• _Your goal_
Copy, from the material below, each line where "Task" shows up.

• _Dataset_
◆ ◆ ◆ ◆
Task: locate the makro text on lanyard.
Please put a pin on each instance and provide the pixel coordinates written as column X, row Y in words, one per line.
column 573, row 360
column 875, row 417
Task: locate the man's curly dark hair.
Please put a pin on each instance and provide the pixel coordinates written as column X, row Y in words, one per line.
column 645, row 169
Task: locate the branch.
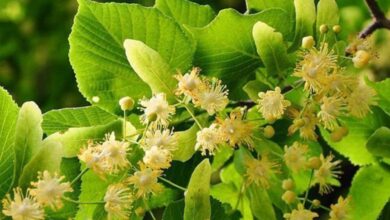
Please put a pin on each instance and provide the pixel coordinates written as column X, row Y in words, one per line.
column 379, row 19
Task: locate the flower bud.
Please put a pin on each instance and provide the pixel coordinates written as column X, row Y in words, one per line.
column 289, row 197
column 269, row 131
column 288, row 184
column 338, row 134
column 314, row 163
column 361, row 59
column 308, row 42
column 316, row 203
column 126, row 103
column 323, row 28
column 336, row 29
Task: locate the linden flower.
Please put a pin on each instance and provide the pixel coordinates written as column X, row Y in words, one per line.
column 145, row 181
column 164, row 139
column 360, row 99
column 235, row 130
column 315, row 66
column 93, row 159
column 157, row 158
column 305, row 123
column 272, row 104
column 326, row 173
column 295, row 156
column 22, row 207
column 338, row 84
column 157, row 110
column 208, row 139
column 114, row 154
column 212, row 97
column 330, row 109
column 340, row 210
column 260, row 171
column 49, row 189
column 300, row 214
column 118, row 199
column 189, row 83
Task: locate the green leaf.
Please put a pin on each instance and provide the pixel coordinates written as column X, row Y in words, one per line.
column 76, row 138
column 261, row 204
column 353, row 145
column 93, row 189
column 224, row 153
column 197, row 197
column 98, row 57
column 9, row 113
column 63, row 119
column 186, row 12
column 28, row 136
column 151, row 68
column 369, row 192
column 383, row 90
column 379, row 142
column 327, row 14
column 228, row 191
column 227, row 56
column 174, row 211
column 186, row 141
column 305, row 13
column 271, row 49
column 286, row 5
column 47, row 158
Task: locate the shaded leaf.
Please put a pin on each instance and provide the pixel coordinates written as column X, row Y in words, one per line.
column 63, row 119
◆ ◆ ◆ ◆
• _Written answer_
Task: locate the makro text on lanyard.
Task: locate the man's curly dark hair.
Task: locate the branch.
Task: locate the flower bud.
Task: locate the linden flower.
Task: locate the green leaf.
Task: locate the shaded leaf.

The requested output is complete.